> **TEXTO SELECIONADO**
---

02 outubro 2013

EXEGESE DE 2TIMÓTEO 3.1-7 E PARALELOS COM A PÓS-MODERNIDADE

            
A pós-modernidade é um desafio a partir de seu conceito. Alguns a chamam de transmodernidade, midmodernidade, modernidade tardia, ultramodernidade ou contemporaneidade. A datação de seu início também é debatida. Alguns marcam seu início a partir da Segunda Guerra Mundial, outros a partir da chegada do homem à Lua, outros, ainda, da invenção do computador ou até mesmo da clonagem da ovelha Dolly.
            Atentando-se a apenas uma característica do tempo do fim, Paulo lança a sua tese escatológica: o homem se desumanizará. Ele enumera 19 características do homem dos últimos dias, completamente influenciado pelos “ismos” destes dias. Não sabemos se os dias nos quais estamos são os últimos dias e não nos compete saber o dia ou hora que vem o Filho do Homem, mas apenas devemos ler o tempo no qual vivemos e vigiarmos às ordens do Mestre, cumprindo-as. Há muitas características descritas por Paulo que apresentam paralelos aos tempos atuais.

---

> **O QUE FAZER**
Retome o texto sobre a exegese de 2Timóteo 3.1-7 e a pós-modernidade, começando logo depois da última frase. Os dados são um material à parte, sem ligação com o texto.

> **BLOCO DE DADOS**
---

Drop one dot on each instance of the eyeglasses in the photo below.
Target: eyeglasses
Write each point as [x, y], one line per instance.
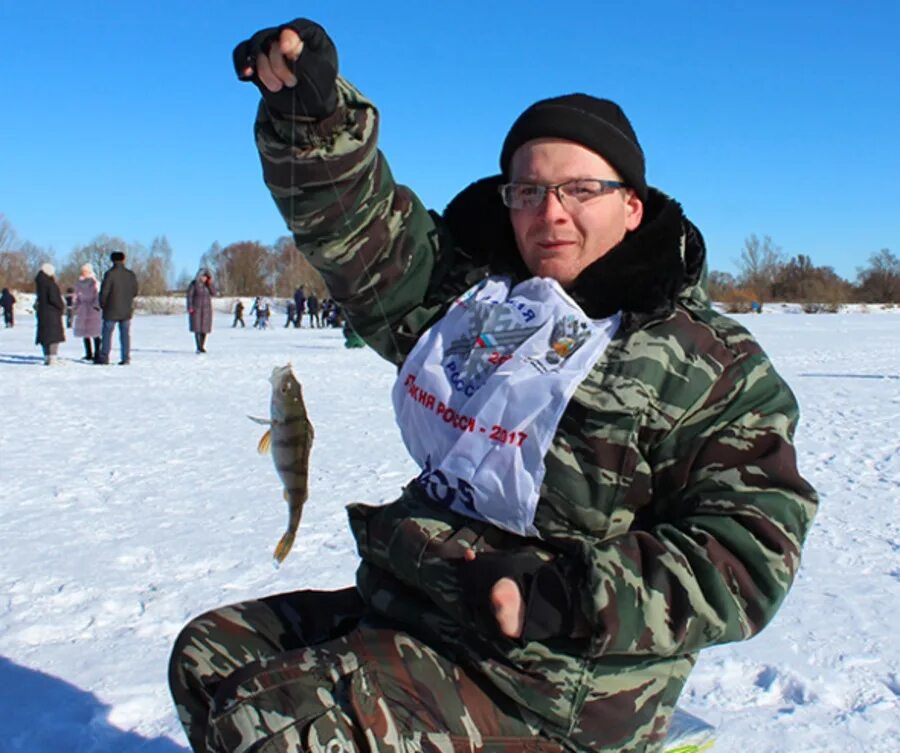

---

> **RESPOSTA**
1º filautoi(filautói) – O homem seria amante de si mesmo, egoísta. A ideologia pós-moderna de Roger, já cantada na década de 1980, expressa este prisma: “Eu me amo e não posso mais viver sem mim”. Paulo profetiza a chegada do Humanismo. As pessoas mais humanas que conheço são as menos humanistas. Em contrapartida, as de discurso mais humanistas adotam práticas e relacionamentos desumanos.
 
2º filarguroi(filárgyroi) – O homem seria amante do dinheiro, ganancioso. A ideologia do capitalismo impregnada na mente humana o levaria à coisificação de pessoas. Seria o tempo em que o voluntarismo e o amadorismo praticamente terminariam dando lugar ao profissionalismo. Isto também chegaria às igrejas, de tal forma que se tornaria difícil você conseguir pessoas para ajudar ou agir se não fosse pelo dinheiro.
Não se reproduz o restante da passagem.